_QUOTED PASSAGE_:
■ ■ ■ ■

But that was not a fatal flaw in a story that gave me morally gray, but more goal-oriented than selfishly motivated, characters overcoming not only a handicap but a lifetime's conditioning to work together to solve a problem they could only hope to really fix if they worked together. That was worth so much to me. In a deeply divided world, it needs saying again and again: Do you want to Be Right, or fix what's wrong?
I like Jamie's and Zoe's answers.
+++++++++++++++++++++++++++++++++++++++++++++++++++++++++++++++++
HERE AND NOW AND THEN
MIKE CHEN
MIRA Books (non-affiliate Amazon link)
$9.99 Kindle edition, available now
Rating: 3.25* of five
The Publisher Says: To save his daughter, he’ll go anywhere—and any-when…
Kin Stewart is an everyday family man: working in IT, trying to keep the spark in his marriage, struggling to connect with his teenage daughter, Miranda. But his current life is a far cry from his previous career…as a time-traveling secret agent from 2142.
Stranded in suburban San Francisco since the 1990s after a botched mission, Kin has kept his past hidden from everyone around him, despite the increasing blackouts and memory loss affecting his time-traveler’s brain. Until one afternoon, his “rescue” team arrives—eighteen years too late.
Their mission: return Kin to 2142, where he’s only been gone weeks, not years, and where another family is waiting for him. A family he can’t remember.
Torn between two lives, Kin is desperate for a way to stay connected to both. But when his best efforts threaten to destroy the agency and even history itself, his daughter’s very existence is at risk. It’ll take one final trip across time to save Miranda—even if it means breaking all the rules of time travel in the process.
A uniquely emotional genre-bending debut, Here and Now and Then captures the perfect balance of heart, playfulness, and imagination, offering an intimate glimpse into the crevices of a father’s heart and its capacity to stretch across both space and time to protect the people that mean the most.
I RECEIVED A DRC FROM THE PUBLISHER VIA NETGALLEY. THANK YOU.
My Review: First, read this:
Somehow, he’d mistaken her being good at something for really wanting to do it.

■ ■ ■ ■

_DATASET_:
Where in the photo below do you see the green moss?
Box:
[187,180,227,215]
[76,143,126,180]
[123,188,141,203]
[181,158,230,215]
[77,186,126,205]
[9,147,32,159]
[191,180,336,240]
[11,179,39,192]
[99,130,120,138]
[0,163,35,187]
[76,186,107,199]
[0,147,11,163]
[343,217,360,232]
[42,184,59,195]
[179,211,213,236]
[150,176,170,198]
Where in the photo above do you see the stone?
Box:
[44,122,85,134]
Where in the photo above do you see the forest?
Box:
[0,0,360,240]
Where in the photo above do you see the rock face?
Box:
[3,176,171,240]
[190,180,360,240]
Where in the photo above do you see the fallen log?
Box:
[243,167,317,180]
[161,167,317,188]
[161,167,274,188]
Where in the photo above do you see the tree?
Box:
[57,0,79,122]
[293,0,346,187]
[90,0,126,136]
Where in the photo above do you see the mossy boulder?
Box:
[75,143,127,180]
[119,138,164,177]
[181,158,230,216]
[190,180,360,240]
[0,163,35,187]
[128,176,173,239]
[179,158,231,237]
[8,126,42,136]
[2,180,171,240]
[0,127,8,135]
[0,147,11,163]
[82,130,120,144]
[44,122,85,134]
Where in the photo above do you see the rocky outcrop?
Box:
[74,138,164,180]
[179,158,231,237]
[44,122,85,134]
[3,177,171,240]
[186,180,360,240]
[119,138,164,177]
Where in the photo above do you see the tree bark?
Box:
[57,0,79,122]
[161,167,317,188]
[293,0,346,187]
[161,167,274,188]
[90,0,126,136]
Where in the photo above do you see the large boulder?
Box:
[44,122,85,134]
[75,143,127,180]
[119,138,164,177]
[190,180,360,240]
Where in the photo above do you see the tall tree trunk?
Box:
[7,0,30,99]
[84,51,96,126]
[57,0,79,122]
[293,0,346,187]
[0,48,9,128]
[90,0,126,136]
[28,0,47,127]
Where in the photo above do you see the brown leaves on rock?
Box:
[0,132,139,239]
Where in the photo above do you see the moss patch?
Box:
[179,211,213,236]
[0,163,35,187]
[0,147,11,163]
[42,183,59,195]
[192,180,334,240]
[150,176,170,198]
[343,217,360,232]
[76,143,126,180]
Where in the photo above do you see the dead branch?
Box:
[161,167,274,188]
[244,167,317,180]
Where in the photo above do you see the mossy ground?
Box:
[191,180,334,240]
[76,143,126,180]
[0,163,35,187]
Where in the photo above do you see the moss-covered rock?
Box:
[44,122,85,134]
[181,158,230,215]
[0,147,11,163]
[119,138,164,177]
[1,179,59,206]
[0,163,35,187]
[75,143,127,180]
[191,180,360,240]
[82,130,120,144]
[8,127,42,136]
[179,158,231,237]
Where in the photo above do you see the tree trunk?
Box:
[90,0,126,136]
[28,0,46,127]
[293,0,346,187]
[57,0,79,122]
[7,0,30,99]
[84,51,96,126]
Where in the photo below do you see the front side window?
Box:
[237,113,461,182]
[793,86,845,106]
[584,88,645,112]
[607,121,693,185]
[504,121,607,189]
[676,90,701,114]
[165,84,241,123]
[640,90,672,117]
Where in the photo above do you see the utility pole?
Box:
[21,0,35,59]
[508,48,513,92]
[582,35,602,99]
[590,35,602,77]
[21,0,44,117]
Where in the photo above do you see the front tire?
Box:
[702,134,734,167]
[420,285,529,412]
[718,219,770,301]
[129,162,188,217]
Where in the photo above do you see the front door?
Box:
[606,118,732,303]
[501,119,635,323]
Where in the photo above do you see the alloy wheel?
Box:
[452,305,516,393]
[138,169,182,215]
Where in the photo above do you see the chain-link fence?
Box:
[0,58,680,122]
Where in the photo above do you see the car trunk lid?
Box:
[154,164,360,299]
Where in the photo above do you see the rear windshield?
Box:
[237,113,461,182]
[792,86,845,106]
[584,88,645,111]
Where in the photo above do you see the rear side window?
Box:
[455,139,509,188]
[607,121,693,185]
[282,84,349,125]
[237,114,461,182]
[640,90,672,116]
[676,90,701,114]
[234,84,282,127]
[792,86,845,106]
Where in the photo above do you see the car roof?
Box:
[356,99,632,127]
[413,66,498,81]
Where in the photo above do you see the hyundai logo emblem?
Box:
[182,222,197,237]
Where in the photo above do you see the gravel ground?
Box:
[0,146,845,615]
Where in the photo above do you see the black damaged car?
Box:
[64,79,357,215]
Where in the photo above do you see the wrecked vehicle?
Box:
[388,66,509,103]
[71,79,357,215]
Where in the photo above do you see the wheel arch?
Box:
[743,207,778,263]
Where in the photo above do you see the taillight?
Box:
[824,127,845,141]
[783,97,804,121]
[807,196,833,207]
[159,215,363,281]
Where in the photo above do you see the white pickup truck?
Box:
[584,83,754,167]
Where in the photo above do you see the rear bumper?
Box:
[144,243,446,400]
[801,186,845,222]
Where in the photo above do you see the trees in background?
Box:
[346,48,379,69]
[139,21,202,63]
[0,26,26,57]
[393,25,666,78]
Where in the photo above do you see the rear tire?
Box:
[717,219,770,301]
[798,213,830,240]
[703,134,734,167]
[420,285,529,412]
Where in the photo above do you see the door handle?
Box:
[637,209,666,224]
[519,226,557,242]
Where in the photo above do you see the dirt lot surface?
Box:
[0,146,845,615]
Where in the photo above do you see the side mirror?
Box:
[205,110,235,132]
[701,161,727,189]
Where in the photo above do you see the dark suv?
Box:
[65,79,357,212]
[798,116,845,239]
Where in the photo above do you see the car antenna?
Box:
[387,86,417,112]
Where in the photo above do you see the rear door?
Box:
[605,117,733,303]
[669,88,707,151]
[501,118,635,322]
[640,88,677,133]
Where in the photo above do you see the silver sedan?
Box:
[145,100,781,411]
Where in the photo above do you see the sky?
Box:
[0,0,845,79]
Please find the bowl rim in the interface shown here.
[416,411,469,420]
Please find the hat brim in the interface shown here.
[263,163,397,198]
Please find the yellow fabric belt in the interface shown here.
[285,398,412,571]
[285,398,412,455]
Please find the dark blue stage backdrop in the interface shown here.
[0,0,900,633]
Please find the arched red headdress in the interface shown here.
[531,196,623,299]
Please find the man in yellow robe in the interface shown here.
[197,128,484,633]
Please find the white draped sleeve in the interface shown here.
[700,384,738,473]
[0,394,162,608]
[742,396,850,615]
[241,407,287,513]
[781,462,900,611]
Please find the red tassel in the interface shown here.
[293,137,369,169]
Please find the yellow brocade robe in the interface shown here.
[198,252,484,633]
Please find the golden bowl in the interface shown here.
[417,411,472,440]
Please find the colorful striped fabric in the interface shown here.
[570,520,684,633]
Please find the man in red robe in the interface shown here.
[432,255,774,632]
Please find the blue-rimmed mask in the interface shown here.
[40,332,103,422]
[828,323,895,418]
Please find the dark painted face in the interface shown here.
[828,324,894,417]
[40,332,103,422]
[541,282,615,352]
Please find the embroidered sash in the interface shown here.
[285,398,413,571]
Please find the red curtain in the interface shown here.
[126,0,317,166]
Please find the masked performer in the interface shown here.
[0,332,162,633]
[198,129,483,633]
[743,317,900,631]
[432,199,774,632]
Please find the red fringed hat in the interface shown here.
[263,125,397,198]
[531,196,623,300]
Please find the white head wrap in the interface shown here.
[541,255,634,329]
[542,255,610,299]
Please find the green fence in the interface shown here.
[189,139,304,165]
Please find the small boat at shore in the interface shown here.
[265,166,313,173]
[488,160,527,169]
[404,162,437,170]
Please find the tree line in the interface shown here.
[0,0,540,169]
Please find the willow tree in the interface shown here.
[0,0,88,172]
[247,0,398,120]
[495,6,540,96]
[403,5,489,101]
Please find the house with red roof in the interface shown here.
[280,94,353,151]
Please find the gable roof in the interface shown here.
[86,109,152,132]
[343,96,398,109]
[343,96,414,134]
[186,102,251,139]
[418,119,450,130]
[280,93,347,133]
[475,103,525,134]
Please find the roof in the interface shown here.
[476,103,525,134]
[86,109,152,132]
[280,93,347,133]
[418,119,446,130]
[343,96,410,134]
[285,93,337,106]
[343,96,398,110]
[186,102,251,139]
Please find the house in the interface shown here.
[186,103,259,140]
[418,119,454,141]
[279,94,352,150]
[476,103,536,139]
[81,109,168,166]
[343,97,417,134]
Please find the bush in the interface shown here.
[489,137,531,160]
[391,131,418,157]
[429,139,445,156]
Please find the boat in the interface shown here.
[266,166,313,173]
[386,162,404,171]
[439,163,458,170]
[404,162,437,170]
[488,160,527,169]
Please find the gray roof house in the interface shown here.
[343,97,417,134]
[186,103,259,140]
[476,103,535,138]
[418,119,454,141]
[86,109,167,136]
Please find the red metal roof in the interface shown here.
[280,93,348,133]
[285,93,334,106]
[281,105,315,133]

■ ■ ■ ■

_PROBLEMS TO WORK ON_:
• a. Answer these about the book review, each in a few words:
(i) What year is Kin Stewart originally from?
(ii) How late does his rescue team arrive?
(iii) What rating does the reviewer give the book?
• b. Write the next part of the book review of Here and Now and Then, picking up after its last sentence.
The material plays no part in this work.

_RESULTS OF THE TASKS_:
• a.
(i) 2142
(ii) Eighteen years too late
(iii) 3.25 stars out of five

• b.
–and–
Sometimes I feel like I can’t move forward with things. Because it’s not right that life is happening without her. But I keep telling myself that she would want us to change and move forward. She’d say an awesome quote and it’d make it all right. So I’m nervous because of how I feel. But I’m also nervous because it’s like this big life thing without Mom and I wonder how can it really be me without her. We’re all different people all through our lives, but that’s okay, as long as you remember all the people you used to be.
What you really need to know about this read is there, in those quotes.
It's been several years since I got this DRC, to my shame, and I've put off writing about it because it was...good. Okay reading. Neat ideas! And it could've been so much more. There are reasons, though, to pass on from bashing a first novel. The resulting career is a big one: Mike Chen's a significant author in SF these days. He's grown a good deal as a writer, and this promising start has paid off.
The emotional core of this crossed-destinies story is still: Did a missing past even matter anymore compared to human touch in the here and now? It's a clear-cut choice and Kin, the point-of-view time traveler, must make it. What happens to him, as a result of making his choice, isn't a perfect ending. It is a happy one, and worthy of the suspenseful story that led to it. But...and this is a key consideration...there's a reason none of my quotes are dialogue.
Go in forearmed. Enjoy the good things the story offers, and be entertained.